[Pointing dataset records]
==*==

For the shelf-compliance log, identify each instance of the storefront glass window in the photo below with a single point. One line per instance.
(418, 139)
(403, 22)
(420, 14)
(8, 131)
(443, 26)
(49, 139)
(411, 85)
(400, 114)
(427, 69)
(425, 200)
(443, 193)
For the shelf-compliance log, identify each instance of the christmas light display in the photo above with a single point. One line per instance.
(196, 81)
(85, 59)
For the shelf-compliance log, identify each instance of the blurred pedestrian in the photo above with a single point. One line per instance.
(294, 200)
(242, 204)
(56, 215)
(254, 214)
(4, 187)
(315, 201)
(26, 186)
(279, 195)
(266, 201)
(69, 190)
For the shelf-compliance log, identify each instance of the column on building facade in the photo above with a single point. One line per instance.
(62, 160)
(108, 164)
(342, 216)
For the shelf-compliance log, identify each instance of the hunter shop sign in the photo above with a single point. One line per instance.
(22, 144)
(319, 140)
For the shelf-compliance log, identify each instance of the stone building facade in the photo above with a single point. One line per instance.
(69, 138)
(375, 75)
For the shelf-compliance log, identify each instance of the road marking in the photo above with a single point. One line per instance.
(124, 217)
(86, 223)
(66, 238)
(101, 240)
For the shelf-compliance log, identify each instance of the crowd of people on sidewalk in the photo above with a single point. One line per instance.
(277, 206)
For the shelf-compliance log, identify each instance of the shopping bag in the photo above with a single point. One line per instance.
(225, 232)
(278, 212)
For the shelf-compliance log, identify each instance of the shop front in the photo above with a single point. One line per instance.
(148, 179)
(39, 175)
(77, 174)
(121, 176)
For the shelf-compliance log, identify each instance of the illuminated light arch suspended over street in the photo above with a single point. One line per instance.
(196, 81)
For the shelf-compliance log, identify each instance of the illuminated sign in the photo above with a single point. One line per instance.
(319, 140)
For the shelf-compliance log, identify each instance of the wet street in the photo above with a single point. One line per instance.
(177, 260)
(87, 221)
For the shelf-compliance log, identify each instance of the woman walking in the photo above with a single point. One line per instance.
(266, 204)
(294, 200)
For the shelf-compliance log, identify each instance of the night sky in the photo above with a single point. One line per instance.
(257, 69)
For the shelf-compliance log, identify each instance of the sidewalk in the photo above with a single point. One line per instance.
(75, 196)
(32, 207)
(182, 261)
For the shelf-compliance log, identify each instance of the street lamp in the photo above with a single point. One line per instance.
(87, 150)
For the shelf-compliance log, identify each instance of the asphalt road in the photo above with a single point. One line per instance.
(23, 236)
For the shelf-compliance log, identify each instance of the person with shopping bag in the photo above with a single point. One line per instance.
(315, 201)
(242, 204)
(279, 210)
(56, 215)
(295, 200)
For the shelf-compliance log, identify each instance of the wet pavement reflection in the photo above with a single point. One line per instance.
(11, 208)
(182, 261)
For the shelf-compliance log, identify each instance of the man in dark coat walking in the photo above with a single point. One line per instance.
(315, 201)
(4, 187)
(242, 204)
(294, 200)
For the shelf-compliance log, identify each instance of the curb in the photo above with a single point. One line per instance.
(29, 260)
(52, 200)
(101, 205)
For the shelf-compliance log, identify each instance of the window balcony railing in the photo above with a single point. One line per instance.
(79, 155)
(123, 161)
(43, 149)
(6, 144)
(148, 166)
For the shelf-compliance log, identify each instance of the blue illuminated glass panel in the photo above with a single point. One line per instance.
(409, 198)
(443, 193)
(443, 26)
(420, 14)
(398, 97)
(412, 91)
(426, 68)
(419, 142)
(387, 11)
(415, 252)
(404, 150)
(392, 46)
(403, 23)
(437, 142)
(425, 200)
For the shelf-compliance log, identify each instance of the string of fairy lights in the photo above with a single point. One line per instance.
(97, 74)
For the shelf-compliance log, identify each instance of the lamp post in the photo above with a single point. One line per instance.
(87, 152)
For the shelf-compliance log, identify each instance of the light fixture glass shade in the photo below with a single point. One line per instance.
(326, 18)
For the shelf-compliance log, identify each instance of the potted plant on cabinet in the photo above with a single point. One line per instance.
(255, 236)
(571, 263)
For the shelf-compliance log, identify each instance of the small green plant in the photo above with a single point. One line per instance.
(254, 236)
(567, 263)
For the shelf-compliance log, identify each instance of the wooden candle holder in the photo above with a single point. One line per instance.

==*==

GIVEN EXERCISE => Write all of the records out again exactly.

FINAL RESULT =>
For the shelf-compliance log, identify each instance of the storefront glass window in the photo below with a single point. One line per instance.
(418, 139)
(403, 22)
(420, 14)
(8, 131)
(443, 26)
(49, 139)
(411, 85)
(400, 114)
(427, 69)
(425, 200)
(443, 193)
For the shelf-compliance log, identify each instance of the christmas light display in the photo above with a single point. One line per instance.
(196, 81)
(85, 59)
For the shelf-compliance log, identify each instance of the blurred pedestrian in the photo above with a single point. One line per instance.
(294, 200)
(242, 204)
(56, 215)
(254, 214)
(4, 187)
(315, 201)
(26, 186)
(279, 195)
(266, 201)
(69, 190)
For the shelf-compliance log, identify each instance of the column on building facade in the photo above with a single point. One line per instance.
(62, 160)
(108, 164)
(342, 216)
For the shelf-compliance log, identify each instance of the hunter shop sign in the photo above with a single point. One line per instance.
(22, 144)
(319, 140)
For the shelf-compliance log, identify each instance of the stone building facade in the photo above with a single point. One line per instance.
(69, 138)
(375, 75)
For the shelf-compliance log, identify each instance of the road marking in the photo above with a single point. One line per instance.
(124, 217)
(86, 223)
(66, 238)
(101, 240)
For the shelf-compliance log, identify each instance of the crowd of people on sidewalk in the photo above with a single point. One line per instance.
(277, 206)
For the shelf-compliance log, identify each instance of the shopping bag in the photo above with a single point. One line per instance.
(225, 232)
(278, 212)
For the shelf-compliance log, identify each instance of the shop front in the photo above with a single point. One line per instance.
(148, 179)
(39, 175)
(77, 174)
(121, 176)
For the shelf-compliance log, identify each instance of the illuminated light arch suspended over street in the photo above with a single point. One line per instance.
(196, 81)
For the shelf-compliance log, identify each instance of the illuminated sign in the photo above with a single point. One line per instance.
(319, 140)
For the shelf-compliance log, identify each instance of the wet street in the photo above with a single point. One line per instance.
(177, 260)
(87, 221)
For the shelf-compliance log, identify each instance of the woman walking in the photo above with a single point. One line per instance.
(266, 204)
(294, 200)
For the shelf-compliance log, identify each instance of the night sky in the photo above with a single point. One line per instance.
(257, 69)
For the shelf-compliance log, identify each instance of the sidewalk in the photo above with a single point. One line per instance.
(75, 196)
(32, 207)
(182, 261)
For the shelf-compliance log, identify each instance of the street lamp in the photo above with a single point. One line per instance.
(87, 150)
For the shelf-compliance log, identify each instance of the asphalt road in the photo above with a single point. One line per instance.
(23, 236)
For the shelf-compliance log, identify each instance of the person with shopping bag in the photo above with a single point. One line per instance.
(315, 201)
(242, 204)
(279, 210)
(56, 215)
(295, 200)
For the shelf-compliance log, identify each instance of the wet pavement reflection in the photo above with a single point. One line per instance.
(11, 208)
(182, 261)
For the shelf-compliance log, identify each instance of the man in dark coat walking in the photo above with a single point. One line per instance.
(315, 201)
(4, 187)
(242, 204)
(294, 200)
For the shelf-compliance log, identify each instance of the curb in the photo above with a single point. One line per instance.
(29, 260)
(52, 200)
(101, 205)
For the shelf-compliance log, identify each instance of the window balcony railing in the photo above with a single point. One line per instance.
(79, 155)
(123, 161)
(43, 149)
(6, 144)
(148, 166)
For the shelf-compliance log, identify each instance of the blue illuminated glass panel in the photo above with a single point. One line per instance.
(409, 198)
(443, 193)
(443, 26)
(420, 14)
(398, 97)
(412, 91)
(426, 68)
(419, 142)
(387, 11)
(415, 252)
(404, 150)
(392, 46)
(403, 23)
(437, 142)
(425, 200)
For the shelf-compliance log, identify each instance of the string of fairy lights in the photo above with a single point. One line per instance.
(97, 74)
For the shelf-compliance log, identify each instance of the lamp post in the photo above with a single point. One line per instance.
(87, 152)
For the shelf-compliance log, identify each instance of the light fixture glass shade in the photo below with a single point. One line per instance.
(326, 18)
For the shelf-compliance log, identify each instance of the potted plant on cabinet in the photo above with a single point. One line per instance.
(255, 236)
(571, 263)
For the shelf-compliance log, identify each instance of the small green plant in the photo above with a single point. One line per instance.
(254, 236)
(567, 263)
For the shelf-compliance log, identify each instance of the wooden candle holder in the photo above with a single point. One line per instance.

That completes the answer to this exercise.